::: Material for this task
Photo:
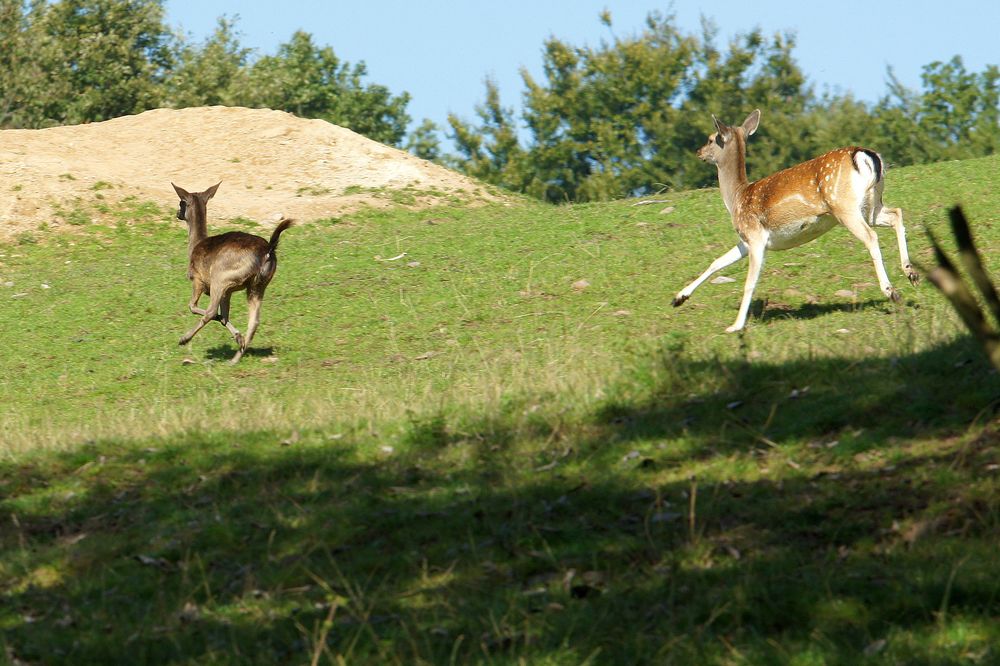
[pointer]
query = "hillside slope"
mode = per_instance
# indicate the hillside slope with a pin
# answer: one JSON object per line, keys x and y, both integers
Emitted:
{"x": 270, "y": 163}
::::::
Retype each line of the entries above word for word, leaving out the pictures.

Photo:
[pointer]
query = "hillside slope"
mode = per_instance
# indicate the hillside slope with a pin
# answer: one JSON object per line, keys x and y, both integers
Emitted:
{"x": 270, "y": 163}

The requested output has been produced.